* begin Provided data *

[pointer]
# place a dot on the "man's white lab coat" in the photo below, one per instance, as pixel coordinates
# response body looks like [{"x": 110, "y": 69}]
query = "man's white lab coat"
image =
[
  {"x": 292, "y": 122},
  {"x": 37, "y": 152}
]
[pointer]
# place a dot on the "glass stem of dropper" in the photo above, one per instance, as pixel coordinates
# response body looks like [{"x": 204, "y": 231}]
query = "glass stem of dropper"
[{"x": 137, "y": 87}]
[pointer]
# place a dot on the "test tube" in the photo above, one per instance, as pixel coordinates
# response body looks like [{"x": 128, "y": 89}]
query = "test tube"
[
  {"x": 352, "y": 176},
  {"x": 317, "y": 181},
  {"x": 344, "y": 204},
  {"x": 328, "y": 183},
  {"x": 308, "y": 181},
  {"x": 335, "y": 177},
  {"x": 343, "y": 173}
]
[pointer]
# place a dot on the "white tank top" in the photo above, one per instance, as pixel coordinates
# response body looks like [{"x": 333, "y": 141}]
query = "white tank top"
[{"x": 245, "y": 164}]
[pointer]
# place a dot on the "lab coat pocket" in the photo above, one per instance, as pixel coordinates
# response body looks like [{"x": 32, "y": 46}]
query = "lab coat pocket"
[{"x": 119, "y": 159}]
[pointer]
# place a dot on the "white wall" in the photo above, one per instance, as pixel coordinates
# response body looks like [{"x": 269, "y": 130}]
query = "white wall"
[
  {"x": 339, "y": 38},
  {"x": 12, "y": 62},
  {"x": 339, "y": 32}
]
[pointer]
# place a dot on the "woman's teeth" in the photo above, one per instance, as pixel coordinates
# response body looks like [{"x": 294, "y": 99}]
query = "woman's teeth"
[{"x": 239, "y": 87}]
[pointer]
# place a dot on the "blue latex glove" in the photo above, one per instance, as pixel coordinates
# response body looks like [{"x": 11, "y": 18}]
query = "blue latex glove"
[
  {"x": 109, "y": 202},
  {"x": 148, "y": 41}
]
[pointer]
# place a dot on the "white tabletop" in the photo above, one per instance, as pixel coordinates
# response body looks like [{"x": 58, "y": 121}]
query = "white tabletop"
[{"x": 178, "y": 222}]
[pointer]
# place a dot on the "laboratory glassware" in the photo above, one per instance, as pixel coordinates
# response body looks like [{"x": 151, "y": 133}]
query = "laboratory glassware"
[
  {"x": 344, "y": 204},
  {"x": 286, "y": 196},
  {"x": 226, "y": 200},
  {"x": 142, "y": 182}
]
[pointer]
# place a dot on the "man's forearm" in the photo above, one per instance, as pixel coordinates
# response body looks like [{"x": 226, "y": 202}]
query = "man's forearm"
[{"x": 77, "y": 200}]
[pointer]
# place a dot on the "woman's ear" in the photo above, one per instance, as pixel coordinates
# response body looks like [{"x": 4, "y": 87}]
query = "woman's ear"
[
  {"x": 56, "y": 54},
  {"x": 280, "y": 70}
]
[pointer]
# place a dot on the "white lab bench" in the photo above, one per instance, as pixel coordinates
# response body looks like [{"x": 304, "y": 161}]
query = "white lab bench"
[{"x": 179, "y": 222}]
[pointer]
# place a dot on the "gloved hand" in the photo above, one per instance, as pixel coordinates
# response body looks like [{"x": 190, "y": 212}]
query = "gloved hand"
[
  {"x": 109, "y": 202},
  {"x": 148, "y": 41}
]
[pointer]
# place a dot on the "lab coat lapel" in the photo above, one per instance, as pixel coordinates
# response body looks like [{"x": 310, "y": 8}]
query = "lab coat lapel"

* end Provided data *

=== Required task ===
Using the data above, return each line exactly as written.

=== Solution to the exercise ===
[pointer]
# place a dot on the "man's white lab coat" in the photo below, one per instance, as pixel coordinates
# response body looks like [{"x": 110, "y": 69}]
query = "man's white lab coat"
image =
[
  {"x": 292, "y": 122},
  {"x": 37, "y": 152}
]
[pointer]
# place a dot on the "glass stem of dropper" in the photo above, one per instance, as pixel coordinates
# response body looks like [{"x": 204, "y": 231}]
query = "glass stem of dropper"
[{"x": 137, "y": 87}]
[pointer]
# place a dot on the "test tube" in the photo above, one per instance, as pixel coordinates
# response body looks like [{"x": 128, "y": 89}]
query = "test tube"
[
  {"x": 352, "y": 176},
  {"x": 317, "y": 181},
  {"x": 344, "y": 204},
  {"x": 328, "y": 183},
  {"x": 308, "y": 181},
  {"x": 335, "y": 177},
  {"x": 343, "y": 173}
]
[pointer]
# place a dot on the "white tank top" in the photo above, one per instance, as pixel coordinates
# response body looks like [{"x": 333, "y": 141}]
query = "white tank top"
[{"x": 245, "y": 164}]
[pointer]
# place a dot on the "lab coat pocket" in the photo above, one per instance, as pixel coordinates
# response body looks like [{"x": 32, "y": 46}]
query = "lab coat pocket"
[{"x": 119, "y": 159}]
[pointer]
# place a dot on the "white wall" in the photo above, one per instance, as pixel coordinates
# response body looks like [{"x": 269, "y": 130}]
query = "white wall"
[
  {"x": 339, "y": 38},
  {"x": 12, "y": 62},
  {"x": 339, "y": 32}
]
[pointer]
# place a dot on the "woman's teeth" in the photo above, one per instance, as pixel coordinates
# response body looks like [{"x": 294, "y": 99}]
query = "woman's teeth"
[{"x": 239, "y": 87}]
[pointer]
# place a dot on the "blue latex glove" in the photo above, one per instance, as pixel coordinates
# response body looks like [{"x": 11, "y": 18}]
query = "blue latex glove"
[
  {"x": 109, "y": 202},
  {"x": 148, "y": 41}
]
[pointer]
# place a dot on the "white tabletop" in the photo above, one per instance, as pixel coordinates
# response body looks like [{"x": 58, "y": 121}]
query = "white tabletop"
[{"x": 178, "y": 222}]
[pointer]
# place a dot on the "laboratory glassware" in the photo above, one per instance, as pixel coordinates
# response body looks like [{"x": 151, "y": 133}]
query = "laboratory glassware"
[
  {"x": 344, "y": 204},
  {"x": 286, "y": 196},
  {"x": 226, "y": 200},
  {"x": 142, "y": 182}
]
[pointer]
# place a dot on the "man's forearm" in the photo above, one per instance, as pixel coordinates
# response body looks like [{"x": 226, "y": 202}]
query = "man's forearm"
[{"x": 77, "y": 200}]
[pointer]
# place a dot on the "woman's ear" in the photo above, one per instance, as pixel coordinates
# response body looks like [{"x": 4, "y": 87}]
query = "woman's ear"
[
  {"x": 56, "y": 54},
  {"x": 280, "y": 70}
]
[pointer]
# place a dot on the "white lab bench" in the photo above, one per instance, as pixel coordinates
# response body looks like [{"x": 304, "y": 161}]
query = "white lab bench"
[{"x": 179, "y": 222}]
[pointer]
# place a dot on the "gloved hand" in the photo above, one per instance, as pixel coordinates
# response body looks like [{"x": 190, "y": 212}]
query = "gloved hand"
[
  {"x": 109, "y": 202},
  {"x": 148, "y": 41}
]
[pointer]
# place a dot on the "lab coat lapel" in the photo above, one per instance, as pixel coordinates
# response body looks like [{"x": 310, "y": 8}]
query = "lab coat lapel"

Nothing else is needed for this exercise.